> Work to do:
1. Translate the sentence "At Step S202, a data transmission opportunity is obtained." from the excerpt on OFDMA data transmission into Spanish.
2. Proceed with the excerpt on OFDMA data transmission, writing on from its final sentence.

> Source excerpt:
'''

FIG. 10 is a sample graph 1 of OFDMA transmission via a frame format “1-b” according to an embodiment of the present disclosure;

FIG. 11 is a sample graph 2 of OFDMA transmission via a frame format “1-b” according to an embodiment of the present disclosure;

FIG. 12 is a sample graph 3 of OFDMA transmission via a frame format “1-b” according to an embodiment of the present disclosure;

FIG. 13 is a sample graph 4 of OFDMA transmission via a frame format “1-b” according to an embodiment of the present disclosure;

FIG. 14 is a sample graph 5 of OFDMA transmission via a frame format “1-b” according to an embodiment of the present disclosure; and

FIG. 15 is a sample graph of OFDMA transmission via a frame format “2-a” according to an embodiment of the present disclosure.

DETAILED DESCRIPTION OF THE EMBODIMENTS

The present disclosure will be described in detail below with reference to the drawings and the embodiments. It is important to note that the embodiments in the present application and the characteristics in the embodiments may be combined without conflicts.
A data transmission method is provided in the present embodiment. FIG. 2 is a flowchart of a data transmission method 1 according to an embodiment of the present disclosure. As shown in FIG. 2, the flow includes the following steps.
At Step S202, a data transmission opportunity is obtained.
At Step S204, a radio frame is sent to at least one secondary node, and a signalling field of the radio frame contains indication information used for indicating that the radio frame is transmitted via an OFDMA transmission mode. It is important to note that the indication information may be contained in the signalling field of the radio frame by using multiple modes. For example, when the signalling field of the radio frame is not expanded or replicated, the indication information may be carried in the non-expanded or non-replicated signalling field of the radio frame. For another example, when the signalling field of the radio frame is expanded, the indication information may be carried in the expanded signalling field. For another example, when the signalling field of the radio frame is replicated, the indication information may also be carried in the duplicate signalling field obtained by replication.

'''

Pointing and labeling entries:
'''

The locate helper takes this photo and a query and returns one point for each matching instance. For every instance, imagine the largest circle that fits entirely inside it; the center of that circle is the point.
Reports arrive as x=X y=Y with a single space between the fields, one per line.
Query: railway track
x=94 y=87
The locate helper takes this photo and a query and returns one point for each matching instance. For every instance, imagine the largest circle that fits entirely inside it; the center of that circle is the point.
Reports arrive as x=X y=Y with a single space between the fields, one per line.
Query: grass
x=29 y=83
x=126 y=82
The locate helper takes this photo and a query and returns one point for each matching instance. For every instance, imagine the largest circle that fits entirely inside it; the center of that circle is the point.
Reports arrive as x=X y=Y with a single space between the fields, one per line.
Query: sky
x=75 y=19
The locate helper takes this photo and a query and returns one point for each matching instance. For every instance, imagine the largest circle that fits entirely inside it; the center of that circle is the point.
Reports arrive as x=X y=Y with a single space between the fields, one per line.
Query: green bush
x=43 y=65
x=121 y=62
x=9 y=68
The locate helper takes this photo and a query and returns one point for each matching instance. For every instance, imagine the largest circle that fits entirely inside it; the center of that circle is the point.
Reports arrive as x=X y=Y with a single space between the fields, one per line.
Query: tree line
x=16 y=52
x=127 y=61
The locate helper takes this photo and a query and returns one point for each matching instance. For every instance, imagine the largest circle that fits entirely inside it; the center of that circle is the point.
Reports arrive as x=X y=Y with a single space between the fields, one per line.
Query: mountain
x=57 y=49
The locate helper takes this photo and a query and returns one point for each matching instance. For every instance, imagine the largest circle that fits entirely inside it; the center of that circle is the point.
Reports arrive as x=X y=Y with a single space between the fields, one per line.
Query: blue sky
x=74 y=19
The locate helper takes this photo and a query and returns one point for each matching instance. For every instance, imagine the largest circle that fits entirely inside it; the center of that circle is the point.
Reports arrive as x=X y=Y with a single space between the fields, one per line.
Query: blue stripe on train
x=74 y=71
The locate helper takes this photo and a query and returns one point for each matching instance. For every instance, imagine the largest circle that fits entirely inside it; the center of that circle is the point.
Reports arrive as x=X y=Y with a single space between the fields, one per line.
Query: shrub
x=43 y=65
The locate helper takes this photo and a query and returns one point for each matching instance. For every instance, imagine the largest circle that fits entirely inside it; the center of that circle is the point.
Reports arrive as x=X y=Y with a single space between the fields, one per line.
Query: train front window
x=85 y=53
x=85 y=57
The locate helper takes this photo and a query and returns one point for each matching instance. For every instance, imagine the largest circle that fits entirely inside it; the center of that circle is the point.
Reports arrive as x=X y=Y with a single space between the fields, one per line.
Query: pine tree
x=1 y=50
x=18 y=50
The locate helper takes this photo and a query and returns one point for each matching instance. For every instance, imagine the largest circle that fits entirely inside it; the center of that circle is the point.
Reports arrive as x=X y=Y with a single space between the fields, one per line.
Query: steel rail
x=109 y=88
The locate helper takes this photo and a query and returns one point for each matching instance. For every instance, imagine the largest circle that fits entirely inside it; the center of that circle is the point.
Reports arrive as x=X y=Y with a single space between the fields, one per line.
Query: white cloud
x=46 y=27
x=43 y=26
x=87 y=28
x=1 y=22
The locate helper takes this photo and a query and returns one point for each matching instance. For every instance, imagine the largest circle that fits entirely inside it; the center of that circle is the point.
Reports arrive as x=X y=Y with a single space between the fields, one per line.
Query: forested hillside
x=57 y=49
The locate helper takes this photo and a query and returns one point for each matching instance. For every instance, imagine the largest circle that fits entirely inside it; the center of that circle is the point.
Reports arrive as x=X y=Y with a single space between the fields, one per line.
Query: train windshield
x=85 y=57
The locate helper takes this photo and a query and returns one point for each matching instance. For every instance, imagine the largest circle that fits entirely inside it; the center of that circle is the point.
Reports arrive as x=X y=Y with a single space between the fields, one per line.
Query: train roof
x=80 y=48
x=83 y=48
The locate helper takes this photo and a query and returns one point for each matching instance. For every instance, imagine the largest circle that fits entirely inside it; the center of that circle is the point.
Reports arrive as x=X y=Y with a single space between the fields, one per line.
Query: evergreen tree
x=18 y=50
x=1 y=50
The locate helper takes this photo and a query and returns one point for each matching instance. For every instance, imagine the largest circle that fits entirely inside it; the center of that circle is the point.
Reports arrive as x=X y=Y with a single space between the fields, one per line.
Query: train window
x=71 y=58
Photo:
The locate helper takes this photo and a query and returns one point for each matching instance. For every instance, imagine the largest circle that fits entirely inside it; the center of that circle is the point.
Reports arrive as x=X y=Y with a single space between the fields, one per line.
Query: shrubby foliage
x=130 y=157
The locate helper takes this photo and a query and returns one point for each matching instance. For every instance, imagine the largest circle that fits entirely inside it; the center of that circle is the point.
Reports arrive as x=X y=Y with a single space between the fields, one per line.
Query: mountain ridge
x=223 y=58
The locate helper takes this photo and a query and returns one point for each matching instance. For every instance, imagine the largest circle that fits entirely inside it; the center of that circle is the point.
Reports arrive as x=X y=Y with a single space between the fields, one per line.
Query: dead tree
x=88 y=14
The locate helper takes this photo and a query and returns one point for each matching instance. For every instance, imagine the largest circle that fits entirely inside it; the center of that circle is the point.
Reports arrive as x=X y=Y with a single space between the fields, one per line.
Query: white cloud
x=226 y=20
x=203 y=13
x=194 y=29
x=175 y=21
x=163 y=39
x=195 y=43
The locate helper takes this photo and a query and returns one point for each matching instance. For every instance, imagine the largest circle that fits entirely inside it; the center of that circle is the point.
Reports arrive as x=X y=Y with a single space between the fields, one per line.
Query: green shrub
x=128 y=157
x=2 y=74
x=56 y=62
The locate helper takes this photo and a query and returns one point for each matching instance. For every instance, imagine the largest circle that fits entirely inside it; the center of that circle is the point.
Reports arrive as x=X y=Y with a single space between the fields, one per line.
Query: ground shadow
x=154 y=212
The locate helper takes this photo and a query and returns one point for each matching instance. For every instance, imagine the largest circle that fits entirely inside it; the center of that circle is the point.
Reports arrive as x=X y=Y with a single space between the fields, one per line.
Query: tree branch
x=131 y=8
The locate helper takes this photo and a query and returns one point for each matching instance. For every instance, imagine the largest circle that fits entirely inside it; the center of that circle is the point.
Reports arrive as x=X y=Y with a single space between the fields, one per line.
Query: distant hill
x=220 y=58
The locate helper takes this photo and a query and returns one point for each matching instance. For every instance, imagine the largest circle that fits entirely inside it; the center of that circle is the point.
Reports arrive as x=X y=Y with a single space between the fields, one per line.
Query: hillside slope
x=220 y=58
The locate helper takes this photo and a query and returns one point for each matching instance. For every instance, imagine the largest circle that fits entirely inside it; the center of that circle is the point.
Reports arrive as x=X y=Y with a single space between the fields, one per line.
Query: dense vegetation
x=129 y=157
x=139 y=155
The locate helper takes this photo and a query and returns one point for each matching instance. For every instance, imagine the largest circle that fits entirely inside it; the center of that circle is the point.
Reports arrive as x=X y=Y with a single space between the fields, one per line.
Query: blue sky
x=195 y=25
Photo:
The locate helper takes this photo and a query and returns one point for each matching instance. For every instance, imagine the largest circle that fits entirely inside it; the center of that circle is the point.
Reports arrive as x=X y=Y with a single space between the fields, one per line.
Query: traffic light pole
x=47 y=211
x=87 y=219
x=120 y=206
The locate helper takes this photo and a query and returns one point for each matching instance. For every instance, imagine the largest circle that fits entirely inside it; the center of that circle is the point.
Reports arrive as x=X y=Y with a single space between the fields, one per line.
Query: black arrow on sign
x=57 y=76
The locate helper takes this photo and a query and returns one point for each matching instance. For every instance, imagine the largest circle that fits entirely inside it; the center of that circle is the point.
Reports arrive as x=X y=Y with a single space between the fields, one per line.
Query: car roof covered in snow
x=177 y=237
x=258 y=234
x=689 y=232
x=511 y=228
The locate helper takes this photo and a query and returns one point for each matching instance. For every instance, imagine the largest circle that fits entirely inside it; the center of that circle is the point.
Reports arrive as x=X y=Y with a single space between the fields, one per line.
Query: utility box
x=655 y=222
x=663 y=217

'''

> Answers for this exercise:
1. En el paso S202, se obtiene una oportunidad de transmisión de datos.

2.
By means of the above-mentioned steps, the radio frame sent to the secondary node contains the indication information used for indicating that the radio frame is transmitted via the OFDMA transmission mode, such that when receiving the radio frame, the secondary node performs channel detection according to the indication information and acquires corresponding transmission data. Compared with the related art, the technical scheme provided by the embodiment of the present disclosure solves, by using the OFDMA transmission mode in the WLAN, the problems of low efficiency and waste of resources existing in data transmission of a WLAN in the related art. The network efficiency is effectively improved.
The at least one secondary node may be embodied as multiple combination modes. For example, the at least one secondary node may include one of the following combination modes. One combination mode is formed by one or more first-class secondary nodes (i.e., legacy device, the legacy device not supporting the OFDMA transmission technology) only supporting an 802.11a/b/g/n/ac protocol and one or more second-class secondary nodes (i.e., new device, supporting the OFDMA transmission technology) supporting the 802.11a/b/g/n/ac protocol and an OFDMA transmission technology. Another combination mode is formed by one or more second-class secondary nodes supporting the 802.11a/b/g/n/ac protocol and the OFDMA transmission technology.
There may be multiple types of signalling fields of the radio frame according to different supported protocols. For example, the signalling field may include at least one of: an L-SIG, an HT-SIG, a VHT-SIG, and an HE-SIG.
The radio frame may be sent to the one or more second-class secondary nodes in the at least one secondary node in multiple predetermined formats. The predetermined format may include at least one of: a format 1-a in which a signalling field corresponding to the one or more second-class secondary nodes is located after a signalling field corresponding to the one or more first-class secondary nodes; a format 1-b in which a channel estimation sequence is added ahead of a signalling field corresponding to the one or more second-class secondary nodes; and a format 2-a in which only a signalling field corresponding to the one or more second-class secondary nodes is contained.
The signalling field of the radio frame may include multiple pieces of information. For example, the signalling field may include at least one of: usage band range information of the one or more second-class secondary nodes in the at least one secondary node, and identity authentication information of the one or more second-class secondary nodes.
FIG. 3 is a flowchart of a data transmission method 2 according to an embodiment of the present disclosure. As shown in FIG. 3, the flow includes the following steps.
At Step S302, a radio frame sent by a primary node is received, and a signalling field of the radio frame contains indication information used for indicating that the radio frame is transmitted via an OFDMA transmission mode.
At Step S304, it is detected, over a main channel of the primary node, that a transmission mode of current transmission is the OFDMA transmission mode.
At Step S306, information of a corresponding channel used for transmitting data by the primary node is acquired according to detection on the main channel.
At Step S308, the data transmitted by the primary node is acquired on the corresponding channel.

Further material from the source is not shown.